Life has been very busy lately. The last time I posted was three months ago, although I've thought many times over the past three months about logging in and typing up a new post. The holidays came, I got wrapped up in everything, then we traveled south to visit my family and I just haven't set the time aside to blog. Shame on me. Definitely feeling guilty about it. This whole project is overwhelming sometimes when I think about my end goal: to publish a book which will be a resource to other women who live with bipolar disorder but also want children. However, when I step back and try to see it as smaller pieces, baby steps towards the bigger picture, I can jump back in. I have to remind myself that over the past few months I have taken some small steps towards moving things along, even if I haven't made any further progress on the actual page count of the draft.
I recently stumbled upon the blog of an inspiring person: meet Ashley of Lil Blue Boo. I was immediately captivated by her life story so far, her writing, her sense of humor, and most importantly, her outlook on life. Her "about me" section mentioned that she loved reading memoirs, of famous people and not famous people. So after writing and deleting four or five versions of an email, I finally just went for it and emailed her asking if she'd be open to reading what I have written so far. She wrote back within 10 minutes. I was shocked. And giddy. She said she would love to, and she'd be honored. Wow. That was so cool.

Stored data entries

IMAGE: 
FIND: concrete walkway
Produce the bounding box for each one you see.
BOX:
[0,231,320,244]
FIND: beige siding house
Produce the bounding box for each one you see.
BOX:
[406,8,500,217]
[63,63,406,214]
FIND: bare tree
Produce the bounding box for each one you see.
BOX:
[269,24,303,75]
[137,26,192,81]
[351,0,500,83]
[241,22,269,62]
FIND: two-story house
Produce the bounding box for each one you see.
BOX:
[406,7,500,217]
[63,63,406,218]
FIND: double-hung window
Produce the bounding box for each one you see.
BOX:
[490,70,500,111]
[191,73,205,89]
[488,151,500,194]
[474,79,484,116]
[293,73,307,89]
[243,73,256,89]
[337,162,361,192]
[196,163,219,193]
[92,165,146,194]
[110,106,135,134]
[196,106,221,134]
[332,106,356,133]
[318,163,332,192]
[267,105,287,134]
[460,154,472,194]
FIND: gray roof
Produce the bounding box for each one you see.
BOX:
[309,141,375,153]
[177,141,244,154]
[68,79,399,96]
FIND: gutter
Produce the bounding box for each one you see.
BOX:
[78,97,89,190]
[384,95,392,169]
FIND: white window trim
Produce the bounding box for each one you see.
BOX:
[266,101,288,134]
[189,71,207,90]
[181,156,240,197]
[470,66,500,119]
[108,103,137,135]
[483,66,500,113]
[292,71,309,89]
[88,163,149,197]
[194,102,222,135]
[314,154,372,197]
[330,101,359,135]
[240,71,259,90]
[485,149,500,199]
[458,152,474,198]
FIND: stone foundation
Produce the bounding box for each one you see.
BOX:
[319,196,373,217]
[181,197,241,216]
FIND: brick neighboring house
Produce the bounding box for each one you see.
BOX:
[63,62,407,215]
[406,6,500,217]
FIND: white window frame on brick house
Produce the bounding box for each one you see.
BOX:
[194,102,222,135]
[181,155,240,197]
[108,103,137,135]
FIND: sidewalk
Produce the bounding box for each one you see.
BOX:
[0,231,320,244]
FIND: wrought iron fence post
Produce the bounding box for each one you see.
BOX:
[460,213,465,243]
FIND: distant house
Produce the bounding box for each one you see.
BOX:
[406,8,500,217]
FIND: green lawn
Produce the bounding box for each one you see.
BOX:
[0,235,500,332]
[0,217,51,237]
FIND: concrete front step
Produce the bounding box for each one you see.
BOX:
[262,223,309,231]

> _Tasks for this exercise_:
1. According to the blog post, what prompted the author to ask Ashley to read the draft?
2. In the blog post, which qualities of Ashley does the author say she was captivated by?
3. Carry on the blog post after its final sentence.
None of this work requires the listing.

> _Answers for the exercise_:
1. Ashley's "about me" section said she loved reading memoirs, both of famous people and of people who aren't famous. The author had also been captivated by her life story, writing, humor and outlook on life.

2. Her life story so far, her writing, her sense of humor, and her outlook on life.

3.
The most incredible thing about her is that she is has so many things going on in her life right now. She's in the midst of a fierce battle with cancer. She runs a super cool sewing/crafting company. And she has her own family to enjoy and take care of. But she offered to read something I wrote. I feel a little guilty about asking her to read it during the whirlwind of what is going on in her life, but I can only hope that it is a tiny little escape for her as she reads the 57 pages I sent.
I just read a post on a blog that a close friend of hers writes about how they are holding an auction to benefit her medical expenses next month. I immediately emailed the fundraising chair after I finished reading to see how I could contribute in some way. I know this will be huge, and I am excited to be a part of it. It is unreal what people can do when they put their minds to it, even if it is all online and they don't get a chance to actually meet in person. The magic of the internet amazes me sometimes. Doors open.
My daughter just turned 13 months. A few weeks ago I noticed she had this fascination with closing doors. She's a short little thing, so of course she cannot reach the door handle to open it back up once it's closed. But she doesn't seem to mind. She just walks over to the next door, with a big smile on her face, and closes it, giggling. Makes me smile every time. But in the back of my mind I couldn't help but think about how it reminded me of the last time I was in the hospital - right after I found out I was pregnant with her.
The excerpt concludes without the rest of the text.